(Pointing records)
________________

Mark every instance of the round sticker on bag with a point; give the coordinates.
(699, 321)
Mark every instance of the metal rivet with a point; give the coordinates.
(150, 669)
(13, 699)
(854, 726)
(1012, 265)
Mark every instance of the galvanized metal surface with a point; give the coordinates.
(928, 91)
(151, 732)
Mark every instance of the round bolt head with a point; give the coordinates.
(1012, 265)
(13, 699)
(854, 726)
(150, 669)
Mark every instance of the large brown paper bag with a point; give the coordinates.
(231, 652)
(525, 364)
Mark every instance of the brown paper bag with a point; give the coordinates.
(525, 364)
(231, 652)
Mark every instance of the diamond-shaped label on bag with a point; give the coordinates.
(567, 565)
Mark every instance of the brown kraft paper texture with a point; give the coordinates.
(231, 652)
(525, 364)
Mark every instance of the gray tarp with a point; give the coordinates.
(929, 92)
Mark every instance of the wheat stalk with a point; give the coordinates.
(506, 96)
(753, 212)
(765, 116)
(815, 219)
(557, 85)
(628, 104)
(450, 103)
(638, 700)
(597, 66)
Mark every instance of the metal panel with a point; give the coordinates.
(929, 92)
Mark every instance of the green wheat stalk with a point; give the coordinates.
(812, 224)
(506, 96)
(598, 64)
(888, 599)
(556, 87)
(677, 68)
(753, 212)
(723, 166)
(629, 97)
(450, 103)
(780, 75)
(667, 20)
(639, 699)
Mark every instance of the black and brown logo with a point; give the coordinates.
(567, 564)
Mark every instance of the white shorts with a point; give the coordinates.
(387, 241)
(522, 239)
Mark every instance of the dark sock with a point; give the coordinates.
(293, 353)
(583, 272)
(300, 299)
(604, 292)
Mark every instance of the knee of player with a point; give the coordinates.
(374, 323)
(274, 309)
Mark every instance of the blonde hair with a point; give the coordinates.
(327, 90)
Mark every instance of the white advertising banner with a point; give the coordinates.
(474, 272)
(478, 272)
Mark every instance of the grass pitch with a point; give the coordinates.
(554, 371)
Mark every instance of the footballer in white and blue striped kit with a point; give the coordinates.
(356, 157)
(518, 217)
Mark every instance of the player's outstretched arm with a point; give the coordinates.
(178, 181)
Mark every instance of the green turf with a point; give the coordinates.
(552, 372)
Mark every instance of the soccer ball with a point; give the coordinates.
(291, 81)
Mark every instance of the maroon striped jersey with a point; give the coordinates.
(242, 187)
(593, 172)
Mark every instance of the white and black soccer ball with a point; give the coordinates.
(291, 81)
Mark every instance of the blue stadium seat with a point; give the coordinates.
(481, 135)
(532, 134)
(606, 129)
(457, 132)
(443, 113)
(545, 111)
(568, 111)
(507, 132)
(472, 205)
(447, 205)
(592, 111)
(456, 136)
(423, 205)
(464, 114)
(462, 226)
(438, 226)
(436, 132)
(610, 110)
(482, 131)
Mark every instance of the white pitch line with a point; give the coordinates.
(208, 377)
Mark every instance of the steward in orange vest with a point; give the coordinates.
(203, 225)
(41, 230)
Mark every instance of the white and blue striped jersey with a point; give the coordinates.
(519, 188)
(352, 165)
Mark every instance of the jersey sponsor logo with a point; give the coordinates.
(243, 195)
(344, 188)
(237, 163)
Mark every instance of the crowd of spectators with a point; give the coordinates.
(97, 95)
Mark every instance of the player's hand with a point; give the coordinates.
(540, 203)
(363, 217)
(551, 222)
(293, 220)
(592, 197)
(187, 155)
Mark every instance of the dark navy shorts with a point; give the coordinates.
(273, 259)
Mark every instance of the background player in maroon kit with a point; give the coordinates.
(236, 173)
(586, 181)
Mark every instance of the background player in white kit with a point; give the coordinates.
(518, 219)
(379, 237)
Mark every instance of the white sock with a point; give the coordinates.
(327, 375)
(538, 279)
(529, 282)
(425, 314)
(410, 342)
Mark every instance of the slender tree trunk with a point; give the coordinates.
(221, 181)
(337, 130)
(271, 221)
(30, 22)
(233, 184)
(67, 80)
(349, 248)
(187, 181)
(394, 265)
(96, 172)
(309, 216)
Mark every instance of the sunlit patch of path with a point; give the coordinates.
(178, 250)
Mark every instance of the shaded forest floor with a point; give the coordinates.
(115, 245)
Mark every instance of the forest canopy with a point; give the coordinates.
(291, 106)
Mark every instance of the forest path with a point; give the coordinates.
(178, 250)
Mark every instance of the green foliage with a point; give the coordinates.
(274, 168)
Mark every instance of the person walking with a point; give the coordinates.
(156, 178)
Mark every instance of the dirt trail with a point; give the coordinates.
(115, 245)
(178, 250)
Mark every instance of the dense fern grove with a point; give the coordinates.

________________

Rewrite the lines of the material above as a numbered list, leaving out any blank lines.

→ ANSWER TO THIS EXERCISE:
1. Mark every instance of the round sticker on bag with a point; give the coordinates.
2. (699, 321)
3. Mark every instance of the metal rivet with a point; give the coordinates.
4. (150, 669)
5. (13, 699)
6. (854, 726)
7. (1012, 265)
8. Mark every instance of the galvanized metal surface with a point; give the coordinates.
9. (928, 91)
10. (151, 732)
11. Mark every instance of the round bolt head with a point; give the coordinates.
12. (1012, 265)
13. (13, 699)
14. (854, 726)
15. (150, 669)
16. Mark every instance of the large brown paper bag with a point; give the coordinates.
17. (231, 652)
18. (525, 364)
19. Mark every instance of the brown paper bag with a point; give the coordinates.
20. (525, 364)
21. (231, 652)
22. Mark every instance of the diamond-shaped label on bag with a point; give the coordinates.
23. (567, 565)
24. Mark every instance of the brown kraft paper texture with a point; give the coordinates.
25. (231, 652)
26. (525, 364)
27. Mark every instance of the gray tarp with a point; give the coordinates.
28. (929, 92)
29. Mark every instance of the wheat stalk with a point; give the coordinates.
30. (506, 96)
31. (753, 212)
32. (765, 116)
33. (815, 219)
34. (557, 85)
35. (628, 104)
36. (450, 103)
37. (638, 700)
38. (597, 66)
39. Mark every instance of the metal panel with a point; give the coordinates.
40. (929, 92)
41. Mark every instance of the green wheat stalk with a point; give the coordinates.
42. (812, 224)
43. (506, 96)
44. (598, 64)
45. (888, 599)
46. (556, 87)
47. (677, 68)
48. (753, 212)
49. (723, 166)
50. (629, 97)
51. (450, 103)
52. (780, 75)
53. (667, 20)
54. (639, 699)
55. Mark every instance of the black and brown logo with a point; give the coordinates.
56. (567, 564)
57. Mark every instance of the white shorts with a point; give the coordinates.
58. (387, 241)
59. (522, 239)
60. Mark every instance of the dark sock with a point; give the coordinates.
61. (293, 353)
62. (583, 272)
63. (300, 299)
64. (604, 292)
65. Mark every instance of the knee of player with a point; give the coordinates.
66. (374, 323)
67. (274, 309)
68. Mark every instance of the blonde hair with a point; give the coordinates.
69. (327, 90)
70. Mark every instance of the white advertising banner with a point; give the coordinates.
71. (474, 272)
72. (478, 272)
73. Mark every instance of the grass pitch with a point; give the coordinates.
74. (554, 371)
75. Mark every instance of the footballer in white and blue striped kit with a point; give the coordinates.
76. (356, 157)
77. (518, 217)
78. Mark every instance of the player's outstretched arm with a point; give the coordinates.
79. (178, 181)
80. Mark every instance of the green turf with a point; give the coordinates.
81. (552, 372)
82. Mark every instance of the soccer ball with a point; give the coordinates.
83. (291, 81)
84. Mark every instance of the maroon striped jersey with a point; give the coordinates.
85. (242, 187)
86. (593, 172)
87. Mark every instance of the white and black soccer ball with a point; give the coordinates.
88. (291, 81)
89. Mark every instance of the blue stadium seat with a point; give the coordinates.
90. (481, 135)
91. (532, 134)
92. (606, 129)
93. (457, 132)
94. (443, 113)
95. (545, 111)
96. (568, 111)
97. (507, 132)
98. (472, 205)
99. (447, 205)
100. (592, 111)
101. (456, 136)
102. (423, 205)
103. (464, 114)
104. (462, 226)
105. (438, 226)
106. (436, 132)
107. (610, 110)
108. (482, 131)
109. Mark every instance of the white pitch line with a point; give the coordinates.
110. (208, 377)
111. Mark every instance of the steward in orange vest with a point; give the coordinates.
112. (203, 225)
113. (41, 230)
114. Mark every instance of the white and blue striped jersey with a point; give the coordinates.
115. (519, 188)
116. (352, 165)
117. Mark every instance of the jersey sponsor logo with a point; give the coordinates.
118. (243, 195)
119. (344, 188)
120. (237, 163)
121. Mark every instance of the crowd of spectators with a point; give the coordinates.
122. (97, 95)
123. Mark every instance of the player's hand with a point; give the coordinates.
124. (540, 203)
125. (363, 217)
126. (551, 222)
127. (293, 220)
128. (592, 197)
129. (187, 155)
130. Mark every instance of the dark navy shorts with a point; give the coordinates.
131. (273, 259)
132. Mark every instance of the background player in maroon kit with a point; give the coordinates.
133. (236, 173)
134. (586, 181)
135. Mark every instance of the background player in white kit with a point; give the coordinates.
136. (518, 219)
137. (379, 237)
138. Mark every instance of the white sock with a point; give the coordinates.
139. (327, 375)
140. (538, 279)
141. (529, 282)
142. (425, 314)
143. (410, 342)
144. Mark every instance of the slender tree trunk with a point; give the coordinates.
145. (221, 181)
146. (337, 130)
147. (271, 221)
148. (30, 22)
149. (233, 184)
150. (67, 80)
151. (349, 248)
152. (187, 181)
153. (394, 265)
154. (96, 172)
155. (309, 216)
156. Mark every instance of the sunlit patch of path with a point; give the coordinates.
157. (178, 250)
158. Mark every instance of the shaded forest floor with a point; give the coordinates.
159. (115, 245)
160. Mark every instance of the forest canopy with a point; give the coordinates.
161. (291, 106)
162. Mark every instance of the forest path with a point; give the coordinates.
163. (178, 250)
164. Mark every instance of the green foliage with a point; give the coordinates.
165. (274, 168)
166. Mark every instance of the person walking with a point; give the coordinates.
167. (156, 178)
168. Mark every instance of the dirt trail with a point; give the coordinates.
169. (115, 245)
170. (178, 250)
171. Mark every instance of the dense fern grove with a point; give the coordinates.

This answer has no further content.